WRITTEN EXERCISE: Rewrite every row below, requests included, scaling each point coordinate in the answers by 0.95 and rounding to whole numbers, with halves rounded up. Leave the numbers in the requests unchanged, and omit the pictures from your output.

WORKING DATA:
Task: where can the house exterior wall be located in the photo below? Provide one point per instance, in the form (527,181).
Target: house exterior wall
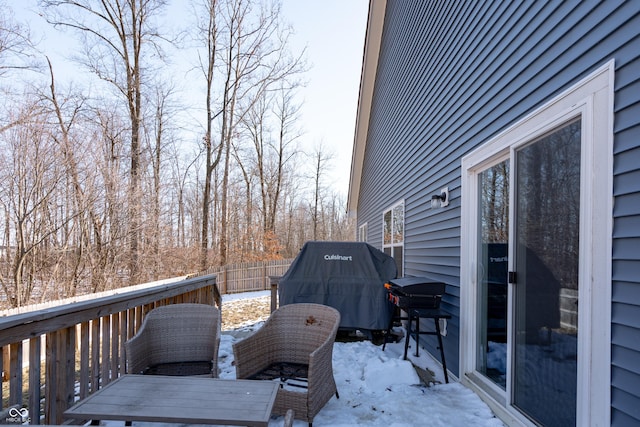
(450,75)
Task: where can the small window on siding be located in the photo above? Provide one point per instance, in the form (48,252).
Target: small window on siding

EXERCISE RESPONSE:
Task: where can the house exterior wall be located in the photo below? Provide one point per instance, in the form (527,181).
Target: house exterior wall
(428,71)
Task: where can the small window on siding be located in the photo above? Provide one point per instance, in the form (48,252).
Target: small window on siding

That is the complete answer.